(Point labeling data based on photos)
- - - -

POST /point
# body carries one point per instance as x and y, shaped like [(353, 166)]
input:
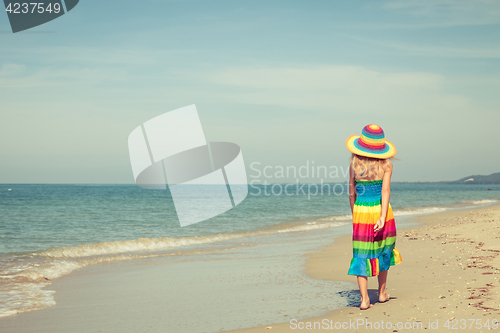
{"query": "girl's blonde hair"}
[(367, 167)]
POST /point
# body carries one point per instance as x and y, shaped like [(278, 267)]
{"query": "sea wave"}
[(23, 277)]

- - - -

Please repeat every line of the listing above word for word, leaving out the pictures.

_TASK ANSWER_:
POST /point
# body carries one point per instance as x and y, shaped like [(353, 166)]
input:
{"query": "girl's blonde hair"}
[(367, 167)]
POST /point
# body carries one point per instance as x and y, shaped like [(278, 267)]
{"query": "sea wave"}
[(23, 277)]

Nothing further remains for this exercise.